Read the data that follows. Then repeat it exactly.

╭─ MATERIAL SHOWN

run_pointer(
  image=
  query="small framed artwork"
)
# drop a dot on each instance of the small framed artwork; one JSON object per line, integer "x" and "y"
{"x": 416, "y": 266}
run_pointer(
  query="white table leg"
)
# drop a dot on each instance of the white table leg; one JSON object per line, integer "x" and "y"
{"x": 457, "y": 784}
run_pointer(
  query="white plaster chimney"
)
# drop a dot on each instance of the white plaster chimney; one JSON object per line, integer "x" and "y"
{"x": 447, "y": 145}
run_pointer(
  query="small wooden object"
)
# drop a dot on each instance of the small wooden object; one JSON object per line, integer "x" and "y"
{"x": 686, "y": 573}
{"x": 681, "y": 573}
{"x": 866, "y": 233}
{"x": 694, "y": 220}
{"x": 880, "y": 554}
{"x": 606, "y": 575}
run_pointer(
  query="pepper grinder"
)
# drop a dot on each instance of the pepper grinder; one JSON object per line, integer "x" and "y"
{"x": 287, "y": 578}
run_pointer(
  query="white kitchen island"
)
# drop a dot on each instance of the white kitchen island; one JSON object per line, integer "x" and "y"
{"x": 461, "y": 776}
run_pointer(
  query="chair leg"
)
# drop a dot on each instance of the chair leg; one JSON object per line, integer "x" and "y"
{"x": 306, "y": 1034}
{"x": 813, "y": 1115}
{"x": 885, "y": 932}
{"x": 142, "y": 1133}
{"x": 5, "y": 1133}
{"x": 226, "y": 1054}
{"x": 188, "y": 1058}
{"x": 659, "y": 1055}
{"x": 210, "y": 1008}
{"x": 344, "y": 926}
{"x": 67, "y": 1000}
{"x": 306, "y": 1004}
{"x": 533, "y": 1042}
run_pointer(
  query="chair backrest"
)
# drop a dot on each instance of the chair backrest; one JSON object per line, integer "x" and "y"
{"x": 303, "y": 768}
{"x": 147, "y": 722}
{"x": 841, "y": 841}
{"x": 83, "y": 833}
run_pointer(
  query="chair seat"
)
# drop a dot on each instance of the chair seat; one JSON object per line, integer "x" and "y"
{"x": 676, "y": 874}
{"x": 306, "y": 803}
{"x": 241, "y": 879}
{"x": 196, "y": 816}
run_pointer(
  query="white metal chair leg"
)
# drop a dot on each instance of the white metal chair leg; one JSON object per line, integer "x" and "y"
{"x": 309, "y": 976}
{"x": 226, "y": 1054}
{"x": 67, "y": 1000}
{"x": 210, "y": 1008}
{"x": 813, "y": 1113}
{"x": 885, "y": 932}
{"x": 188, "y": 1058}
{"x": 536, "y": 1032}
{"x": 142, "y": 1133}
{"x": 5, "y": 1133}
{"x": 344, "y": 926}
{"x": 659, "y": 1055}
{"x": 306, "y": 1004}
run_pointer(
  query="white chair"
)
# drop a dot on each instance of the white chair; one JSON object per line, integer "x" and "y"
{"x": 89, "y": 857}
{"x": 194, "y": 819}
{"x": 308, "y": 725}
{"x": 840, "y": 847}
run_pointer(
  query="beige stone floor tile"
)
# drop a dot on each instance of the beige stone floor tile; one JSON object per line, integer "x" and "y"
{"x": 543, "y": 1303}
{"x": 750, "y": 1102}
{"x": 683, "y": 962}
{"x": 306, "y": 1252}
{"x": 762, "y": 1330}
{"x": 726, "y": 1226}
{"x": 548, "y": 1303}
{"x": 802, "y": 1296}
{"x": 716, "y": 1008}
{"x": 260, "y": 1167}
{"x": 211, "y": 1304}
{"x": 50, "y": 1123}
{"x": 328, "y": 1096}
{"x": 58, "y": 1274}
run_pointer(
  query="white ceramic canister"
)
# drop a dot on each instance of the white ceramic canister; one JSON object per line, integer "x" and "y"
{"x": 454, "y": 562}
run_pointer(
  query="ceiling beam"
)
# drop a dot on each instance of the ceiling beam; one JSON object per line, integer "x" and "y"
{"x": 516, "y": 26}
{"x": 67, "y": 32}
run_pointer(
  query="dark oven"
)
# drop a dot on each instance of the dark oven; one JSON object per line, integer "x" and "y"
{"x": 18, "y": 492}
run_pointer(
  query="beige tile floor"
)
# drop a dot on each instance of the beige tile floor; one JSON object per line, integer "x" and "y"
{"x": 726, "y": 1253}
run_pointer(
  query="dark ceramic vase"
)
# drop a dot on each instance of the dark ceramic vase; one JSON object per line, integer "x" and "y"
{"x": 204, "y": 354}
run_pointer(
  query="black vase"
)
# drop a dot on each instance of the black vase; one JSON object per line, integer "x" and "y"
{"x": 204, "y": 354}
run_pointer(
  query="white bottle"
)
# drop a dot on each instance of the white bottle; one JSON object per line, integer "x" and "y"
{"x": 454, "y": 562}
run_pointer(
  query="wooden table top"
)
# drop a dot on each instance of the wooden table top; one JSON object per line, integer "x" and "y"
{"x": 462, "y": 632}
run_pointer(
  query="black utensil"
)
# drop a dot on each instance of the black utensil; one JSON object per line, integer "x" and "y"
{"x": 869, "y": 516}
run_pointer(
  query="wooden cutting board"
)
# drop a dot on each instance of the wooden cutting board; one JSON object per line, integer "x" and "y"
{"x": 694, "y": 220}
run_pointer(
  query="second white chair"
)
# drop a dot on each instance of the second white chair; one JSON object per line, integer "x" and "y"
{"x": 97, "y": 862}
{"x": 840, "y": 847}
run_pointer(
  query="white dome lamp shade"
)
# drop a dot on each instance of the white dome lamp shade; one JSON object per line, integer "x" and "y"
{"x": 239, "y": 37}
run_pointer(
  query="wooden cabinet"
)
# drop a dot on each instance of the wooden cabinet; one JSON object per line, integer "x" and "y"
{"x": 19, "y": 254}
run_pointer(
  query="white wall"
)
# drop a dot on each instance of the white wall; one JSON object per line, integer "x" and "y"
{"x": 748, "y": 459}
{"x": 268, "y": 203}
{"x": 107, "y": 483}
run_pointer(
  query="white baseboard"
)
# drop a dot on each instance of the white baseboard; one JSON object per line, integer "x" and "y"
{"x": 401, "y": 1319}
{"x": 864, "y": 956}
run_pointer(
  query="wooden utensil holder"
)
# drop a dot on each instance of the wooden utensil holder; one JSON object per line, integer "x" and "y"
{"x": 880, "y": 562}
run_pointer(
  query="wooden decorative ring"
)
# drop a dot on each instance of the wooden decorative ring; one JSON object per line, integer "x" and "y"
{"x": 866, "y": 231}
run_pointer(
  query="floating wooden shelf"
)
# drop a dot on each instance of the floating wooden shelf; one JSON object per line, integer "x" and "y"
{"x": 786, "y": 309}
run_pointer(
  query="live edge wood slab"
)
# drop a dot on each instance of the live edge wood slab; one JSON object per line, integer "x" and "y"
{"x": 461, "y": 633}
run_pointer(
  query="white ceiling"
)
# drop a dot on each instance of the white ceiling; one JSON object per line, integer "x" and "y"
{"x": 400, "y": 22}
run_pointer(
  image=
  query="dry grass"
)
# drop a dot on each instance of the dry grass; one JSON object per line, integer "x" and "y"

╰─

ANSWER —
run_pointer(
  image=
  query="small framed artwork"
)
# drop a dot on each instance of the small framed artwork; one JSON object per line, integer "x" and "y"
{"x": 416, "y": 266}
run_pointer(
  query="white table leg"
)
# drop a dot on each instance of the white table leg; one JSON object per line, integer "x" and "y"
{"x": 457, "y": 784}
run_pointer(
  query="white plaster chimney"
)
# drop a dot on each instance of the white plaster chimney; one JSON object per line, integer "x" and "y"
{"x": 447, "y": 145}
run_pointer(
  query="small wooden object"
)
# drop a dot on each instance of the small wooden object; one JSON object per line, integer "x" and "y"
{"x": 686, "y": 573}
{"x": 681, "y": 573}
{"x": 866, "y": 233}
{"x": 694, "y": 220}
{"x": 880, "y": 554}
{"x": 606, "y": 575}
run_pointer(
  query="pepper grinder"
)
# drop a dot on each instance of the pepper grinder; one JSON object per line, integer "x" and "y"
{"x": 287, "y": 578}
run_pointer(
  query="white kitchen island"
)
# drop a dot on each instance of the white kitchen island; one JSON object per line, integer "x" and "y"
{"x": 461, "y": 776}
run_pointer(
  query="chair leg"
)
# drop a dot on each instance of the chair leg; one JSON object per line, integer "x" and "y"
{"x": 306, "y": 1034}
{"x": 813, "y": 1115}
{"x": 885, "y": 932}
{"x": 142, "y": 1133}
{"x": 5, "y": 1133}
{"x": 226, "y": 1054}
{"x": 188, "y": 1058}
{"x": 659, "y": 1055}
{"x": 210, "y": 1008}
{"x": 344, "y": 926}
{"x": 67, "y": 1000}
{"x": 306, "y": 1004}
{"x": 533, "y": 1042}
run_pointer(
  query="chair backrest"
)
# drop a dot on each instance of the chair backrest; one JSON object per line, integer "x" and "y"
{"x": 303, "y": 768}
{"x": 147, "y": 722}
{"x": 841, "y": 841}
{"x": 83, "y": 833}
run_pointer(
  query="chair seat"
)
# drop a dot on each instance of the chair seat; one JSON object per line, integer "x" and "y"
{"x": 676, "y": 874}
{"x": 306, "y": 803}
{"x": 241, "y": 879}
{"x": 196, "y": 816}
run_pointer(
  query="white metal chair leg"
)
# drop a dot on each instance of the white metal chair leg; one JSON object per line, integer "x" and "y"
{"x": 309, "y": 976}
{"x": 226, "y": 1054}
{"x": 67, "y": 1000}
{"x": 210, "y": 1008}
{"x": 813, "y": 1113}
{"x": 885, "y": 932}
{"x": 188, "y": 1058}
{"x": 536, "y": 1032}
{"x": 142, "y": 1133}
{"x": 5, "y": 1133}
{"x": 344, "y": 926}
{"x": 659, "y": 1055}
{"x": 306, "y": 1004}
run_pointer(
  query="white chair"
)
# drop a dot on each instance of the white chair; one JSON object per line, integer "x" and "y"
{"x": 89, "y": 857}
{"x": 194, "y": 819}
{"x": 308, "y": 725}
{"x": 840, "y": 847}
run_pointer(
  query="beige stone floor tile"
)
# drop a dot on each instance of the beige stone floor tile; one JSON object per line, integer "x" and "y"
{"x": 543, "y": 1303}
{"x": 750, "y": 1102}
{"x": 683, "y": 962}
{"x": 306, "y": 1252}
{"x": 762, "y": 1330}
{"x": 726, "y": 1226}
{"x": 548, "y": 1303}
{"x": 802, "y": 1296}
{"x": 716, "y": 1008}
{"x": 260, "y": 1167}
{"x": 211, "y": 1304}
{"x": 50, "y": 1123}
{"x": 328, "y": 1096}
{"x": 58, "y": 1274}
run_pointer(
  query="white ceramic canister"
)
# drop a dot on each instance of the white ceramic canister; one JSON object per line, integer "x" and "y"
{"x": 454, "y": 562}
run_pointer(
  query="ceiling beam"
)
# drop a dot on each instance of the ceiling beam; one JSON object per line, integer "x" and "y"
{"x": 516, "y": 26}
{"x": 67, "y": 32}
run_pointer(
  query="dark oven"
)
# drop a dot on each instance of the dark oven; one JSON object per line, integer "x" and "y"
{"x": 18, "y": 492}
run_pointer(
  query="beige tile floor"
)
# drop a dot on each instance of the beige tile floor; one JSON object per line, integer "x" and "y"
{"x": 726, "y": 1253}
run_pointer(
  query="dark ceramic vase"
)
# drop a dot on each instance of the dark ceramic vase; one JSON object per line, integer "x" and "y"
{"x": 204, "y": 354}
run_pointer(
  query="black vase"
)
# drop a dot on each instance of the black vase; one JSON object per line, integer "x" and "y"
{"x": 204, "y": 354}
run_pointer(
  query="white bottle"
)
# drop a dot on each instance of the white bottle; one JSON object per line, integer "x" and "y"
{"x": 454, "y": 562}
run_pointer(
  query="wooden table top"
)
# drop a dot on each instance of the wooden table top; one JSON object per line, integer "x" and "y"
{"x": 462, "y": 632}
run_pointer(
  query="black utensil"
)
# drop a dot on each instance of the black utensil; one JSON object per line, integer "x" and "y"
{"x": 869, "y": 516}
run_pointer(
  query="wooden cutting board"
)
# drop a dot on each instance of the wooden cutting board; one JSON object per line, integer "x" and "y"
{"x": 694, "y": 220}
run_pointer(
  query="second white chair"
)
# drop a dot on each instance of the second white chair; one JSON object per line, integer "x" and "y"
{"x": 97, "y": 862}
{"x": 840, "y": 847}
run_pointer(
  query="white dome lamp shade"
)
# drop a dot on each instance of the white dome lamp shade; one JSON object per line, integer "x" and "y"
{"x": 239, "y": 37}
run_pointer(
  query="wooden cabinet"
)
# drop a dot on each instance of the wooden cabinet; one JSON object per line, integer "x" and "y"
{"x": 19, "y": 254}
run_pointer(
  query="white wall"
)
# drop a dot on each instance of the white wall; one JSON object per line, integer "x" and "y"
{"x": 748, "y": 459}
{"x": 268, "y": 203}
{"x": 107, "y": 483}
run_pointer(
  query="white baseboard"
)
# drop a dot on each instance of the white baseboard; one JSON object per line, integer "x" and "y"
{"x": 401, "y": 1319}
{"x": 864, "y": 956}
run_pointer(
  query="wooden utensil holder"
)
# drop a dot on each instance of the wooden utensil holder; one JSON object per line, integer "x" and "y"
{"x": 880, "y": 562}
run_pointer(
  query="wooden decorative ring"
)
# drop a dot on each instance of the wooden decorative ring; one JSON object per line, integer "x" and "y"
{"x": 866, "y": 231}
run_pointer(
  query="floating wooden shelf"
)
# drop a dot on each instance of the floating wooden shelf; one JSON object per line, integer "x" and "y"
{"x": 786, "y": 309}
run_pointer(
  query="live edge wood slab"
)
# drop a dot on each instance of the live edge wood slab; one JSON object per line, integer "x" and "y"
{"x": 461, "y": 633}
run_pointer(
  query="white ceiling"
)
# drop a dot on each instance of the white ceiling; one JSON object per line, integer "x" and "y"
{"x": 400, "y": 22}
run_pointer(
  image=
  query="dry grass"
)
# drop a dot on each instance of the dry grass; one JSON object per line, integer "x" and "y"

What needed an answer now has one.